> Source records
☆ ☆ ☆ ☆ ☆

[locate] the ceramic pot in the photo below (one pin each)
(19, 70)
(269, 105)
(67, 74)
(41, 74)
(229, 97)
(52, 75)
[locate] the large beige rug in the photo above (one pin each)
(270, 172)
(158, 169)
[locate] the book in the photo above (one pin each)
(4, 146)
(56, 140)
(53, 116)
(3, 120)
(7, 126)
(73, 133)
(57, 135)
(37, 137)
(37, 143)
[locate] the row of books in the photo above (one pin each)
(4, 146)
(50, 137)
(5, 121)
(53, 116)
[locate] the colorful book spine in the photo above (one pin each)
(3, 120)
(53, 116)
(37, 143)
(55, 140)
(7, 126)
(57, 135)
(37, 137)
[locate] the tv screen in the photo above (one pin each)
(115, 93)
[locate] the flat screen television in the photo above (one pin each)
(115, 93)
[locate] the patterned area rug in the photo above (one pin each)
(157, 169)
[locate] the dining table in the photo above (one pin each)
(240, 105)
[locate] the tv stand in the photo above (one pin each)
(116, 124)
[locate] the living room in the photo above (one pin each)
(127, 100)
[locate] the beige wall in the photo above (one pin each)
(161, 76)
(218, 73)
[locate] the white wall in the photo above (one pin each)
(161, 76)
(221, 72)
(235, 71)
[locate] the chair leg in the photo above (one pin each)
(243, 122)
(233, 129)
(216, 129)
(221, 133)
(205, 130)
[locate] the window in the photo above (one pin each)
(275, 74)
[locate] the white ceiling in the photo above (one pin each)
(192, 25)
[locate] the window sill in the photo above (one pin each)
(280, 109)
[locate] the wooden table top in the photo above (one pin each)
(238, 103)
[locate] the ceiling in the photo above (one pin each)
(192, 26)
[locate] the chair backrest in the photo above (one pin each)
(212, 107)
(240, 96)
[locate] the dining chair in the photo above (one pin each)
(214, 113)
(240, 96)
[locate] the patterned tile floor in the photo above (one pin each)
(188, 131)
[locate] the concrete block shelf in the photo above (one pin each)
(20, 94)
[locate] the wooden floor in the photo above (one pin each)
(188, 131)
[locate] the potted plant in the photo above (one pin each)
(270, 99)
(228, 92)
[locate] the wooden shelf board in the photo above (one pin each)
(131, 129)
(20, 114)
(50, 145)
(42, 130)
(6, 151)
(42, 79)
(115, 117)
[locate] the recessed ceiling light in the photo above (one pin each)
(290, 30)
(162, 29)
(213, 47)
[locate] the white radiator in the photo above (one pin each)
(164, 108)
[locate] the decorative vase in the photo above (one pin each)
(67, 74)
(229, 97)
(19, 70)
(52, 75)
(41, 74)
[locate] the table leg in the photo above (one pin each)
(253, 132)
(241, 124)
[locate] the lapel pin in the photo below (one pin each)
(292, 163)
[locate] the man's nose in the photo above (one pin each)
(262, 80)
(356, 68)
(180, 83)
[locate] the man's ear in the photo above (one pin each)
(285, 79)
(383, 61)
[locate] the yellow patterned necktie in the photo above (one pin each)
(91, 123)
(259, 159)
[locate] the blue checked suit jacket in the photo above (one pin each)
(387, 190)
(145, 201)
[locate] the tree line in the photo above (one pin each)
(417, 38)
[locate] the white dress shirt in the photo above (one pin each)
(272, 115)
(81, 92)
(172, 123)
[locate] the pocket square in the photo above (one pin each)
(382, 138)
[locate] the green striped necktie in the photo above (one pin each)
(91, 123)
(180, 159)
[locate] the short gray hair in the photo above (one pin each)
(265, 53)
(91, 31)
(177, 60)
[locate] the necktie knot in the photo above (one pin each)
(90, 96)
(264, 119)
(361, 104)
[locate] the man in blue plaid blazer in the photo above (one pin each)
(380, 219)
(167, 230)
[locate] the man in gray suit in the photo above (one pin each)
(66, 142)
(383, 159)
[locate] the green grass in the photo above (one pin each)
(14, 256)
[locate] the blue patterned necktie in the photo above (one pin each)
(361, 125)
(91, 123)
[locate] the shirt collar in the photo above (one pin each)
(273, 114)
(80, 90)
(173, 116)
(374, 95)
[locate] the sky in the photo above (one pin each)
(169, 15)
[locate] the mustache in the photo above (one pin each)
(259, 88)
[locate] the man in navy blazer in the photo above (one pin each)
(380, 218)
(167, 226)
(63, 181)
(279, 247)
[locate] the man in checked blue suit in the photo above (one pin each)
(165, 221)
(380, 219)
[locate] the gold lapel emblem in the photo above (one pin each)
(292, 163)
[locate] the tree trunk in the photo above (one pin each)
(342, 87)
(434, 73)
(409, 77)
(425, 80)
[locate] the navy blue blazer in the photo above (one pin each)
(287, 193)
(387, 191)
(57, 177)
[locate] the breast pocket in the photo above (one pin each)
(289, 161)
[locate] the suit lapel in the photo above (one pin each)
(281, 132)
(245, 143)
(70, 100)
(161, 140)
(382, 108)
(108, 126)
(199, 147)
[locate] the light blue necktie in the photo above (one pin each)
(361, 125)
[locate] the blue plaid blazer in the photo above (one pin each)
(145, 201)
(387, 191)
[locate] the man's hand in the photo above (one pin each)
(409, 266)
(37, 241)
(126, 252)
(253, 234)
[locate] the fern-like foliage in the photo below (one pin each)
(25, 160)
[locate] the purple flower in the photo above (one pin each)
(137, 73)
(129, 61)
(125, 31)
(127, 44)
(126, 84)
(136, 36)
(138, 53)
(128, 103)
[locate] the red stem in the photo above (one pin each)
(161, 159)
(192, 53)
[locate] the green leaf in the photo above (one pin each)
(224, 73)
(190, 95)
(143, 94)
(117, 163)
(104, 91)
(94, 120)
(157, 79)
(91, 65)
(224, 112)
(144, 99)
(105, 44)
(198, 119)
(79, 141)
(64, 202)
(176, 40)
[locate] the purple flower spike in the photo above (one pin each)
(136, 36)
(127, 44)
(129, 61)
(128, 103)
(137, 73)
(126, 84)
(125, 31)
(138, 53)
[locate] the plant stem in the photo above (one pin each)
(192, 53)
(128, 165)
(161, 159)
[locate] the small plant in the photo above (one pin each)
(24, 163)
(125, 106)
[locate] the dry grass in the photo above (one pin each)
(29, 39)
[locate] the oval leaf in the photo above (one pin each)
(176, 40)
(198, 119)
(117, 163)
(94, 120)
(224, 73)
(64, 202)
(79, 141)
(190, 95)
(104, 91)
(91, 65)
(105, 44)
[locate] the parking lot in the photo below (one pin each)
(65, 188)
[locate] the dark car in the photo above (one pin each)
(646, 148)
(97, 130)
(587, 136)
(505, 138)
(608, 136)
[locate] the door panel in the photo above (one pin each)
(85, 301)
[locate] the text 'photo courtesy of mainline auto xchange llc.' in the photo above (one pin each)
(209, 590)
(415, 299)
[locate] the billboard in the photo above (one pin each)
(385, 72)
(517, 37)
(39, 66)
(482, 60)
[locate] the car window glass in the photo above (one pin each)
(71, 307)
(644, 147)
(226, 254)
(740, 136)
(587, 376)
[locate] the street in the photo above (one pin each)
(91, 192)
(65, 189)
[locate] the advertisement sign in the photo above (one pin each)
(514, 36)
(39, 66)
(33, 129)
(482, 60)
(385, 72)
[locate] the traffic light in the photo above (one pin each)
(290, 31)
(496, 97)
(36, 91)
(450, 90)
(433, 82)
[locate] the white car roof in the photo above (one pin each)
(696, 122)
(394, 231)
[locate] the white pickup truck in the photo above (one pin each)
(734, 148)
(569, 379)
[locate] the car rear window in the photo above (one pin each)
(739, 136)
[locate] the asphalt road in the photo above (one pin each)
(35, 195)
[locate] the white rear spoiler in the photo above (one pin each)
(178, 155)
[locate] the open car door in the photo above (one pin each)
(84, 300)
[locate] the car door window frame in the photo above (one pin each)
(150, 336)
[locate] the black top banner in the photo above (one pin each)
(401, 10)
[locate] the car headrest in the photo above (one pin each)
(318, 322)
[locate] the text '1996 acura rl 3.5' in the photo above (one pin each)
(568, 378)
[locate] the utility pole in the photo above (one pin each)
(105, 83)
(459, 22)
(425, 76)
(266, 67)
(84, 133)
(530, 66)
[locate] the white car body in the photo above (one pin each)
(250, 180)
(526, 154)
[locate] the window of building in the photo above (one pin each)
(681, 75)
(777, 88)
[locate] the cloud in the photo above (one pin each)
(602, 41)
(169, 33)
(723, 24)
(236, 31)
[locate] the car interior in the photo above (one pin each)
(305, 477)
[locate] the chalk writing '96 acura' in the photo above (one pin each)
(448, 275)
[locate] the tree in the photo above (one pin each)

☆ ☆ ☆ ☆ ☆

> WHAT TO DO
Reproduce exactly the lines from the one with "[locate] the text '1996" through the end of the entries above, both ends included.

> SOLUTION TO THE PROBLEM
[locate] the text '1996 acura rl 3.5' in the photo above (one pin each)
(568, 378)
[locate] the utility pole in the photo above (one pin each)
(105, 83)
(459, 22)
(425, 76)
(266, 67)
(84, 133)
(530, 66)
[locate] the white car body in the photo above (one pin each)
(250, 180)
(526, 154)
[locate] the window of building in the photo above (one pin each)
(681, 75)
(777, 88)
[locate] the cloud in the photo above (one pin each)
(602, 41)
(169, 33)
(723, 24)
(236, 31)
[locate] the car interior in the photo above (one pin each)
(305, 477)
[locate] the chalk writing '96 acura' in the photo above (one pin each)
(448, 275)
[locate] the tree in the photo above (one pin each)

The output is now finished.